Set exercise → Write the material out again, line by line, exactly as it is.
--- Listed records ---
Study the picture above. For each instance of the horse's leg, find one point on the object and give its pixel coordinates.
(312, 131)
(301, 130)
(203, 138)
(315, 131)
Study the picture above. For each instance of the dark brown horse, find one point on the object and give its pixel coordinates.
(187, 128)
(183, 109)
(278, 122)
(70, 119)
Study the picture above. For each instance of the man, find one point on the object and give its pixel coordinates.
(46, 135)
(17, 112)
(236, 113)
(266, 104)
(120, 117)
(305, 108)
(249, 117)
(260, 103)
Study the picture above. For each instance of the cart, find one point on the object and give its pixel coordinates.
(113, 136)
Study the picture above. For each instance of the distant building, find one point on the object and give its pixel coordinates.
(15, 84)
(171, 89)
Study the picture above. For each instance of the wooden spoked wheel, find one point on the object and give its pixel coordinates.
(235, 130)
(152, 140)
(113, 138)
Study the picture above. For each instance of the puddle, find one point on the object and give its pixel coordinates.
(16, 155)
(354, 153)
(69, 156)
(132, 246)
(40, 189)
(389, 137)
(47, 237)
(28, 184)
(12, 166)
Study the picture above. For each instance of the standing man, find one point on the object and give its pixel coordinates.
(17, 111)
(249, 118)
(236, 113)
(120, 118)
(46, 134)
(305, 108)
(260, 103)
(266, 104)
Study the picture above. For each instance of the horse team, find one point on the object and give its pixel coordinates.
---
Solution for this exercise →
Study the picture above. For each instance of the horse's leg, find one point on the object and give its pixel coordinates.
(312, 131)
(301, 130)
(203, 138)
(315, 131)
Study the picture above. For each instance of the dark brown horse, find one point on the object and give its pixel coordinates.
(187, 128)
(183, 109)
(278, 122)
(70, 119)
Study the picture above. For each instance of the man, find one point on the object and give its pixel coordinates.
(46, 135)
(17, 112)
(236, 113)
(266, 104)
(120, 117)
(305, 108)
(249, 117)
(260, 103)
Study the picture above. For each instance of the cart, find one point on the object and give its pixel coordinates.
(113, 136)
Study the picture above. For each instance of the distant building, find one point on the object and give its pixel coordinates.
(15, 84)
(171, 89)
Study the picture above. For each instance of the wooden spoked wheel, find one point on the object and give its pixel coordinates.
(235, 130)
(152, 140)
(113, 138)
Study the picture above. For each instance of the puddle, find one point on the object and give its pixel coordinates.
(16, 155)
(354, 153)
(69, 156)
(132, 246)
(40, 189)
(389, 137)
(47, 237)
(28, 184)
(12, 166)
Study the picture above. For each instance of the standing man, find one point on the object and give its pixel coordinates.
(17, 111)
(249, 118)
(236, 113)
(120, 118)
(46, 134)
(305, 108)
(260, 103)
(266, 104)
Study the picture above. For each instance of the horse team, find one point on the object and give its pixel coordinates.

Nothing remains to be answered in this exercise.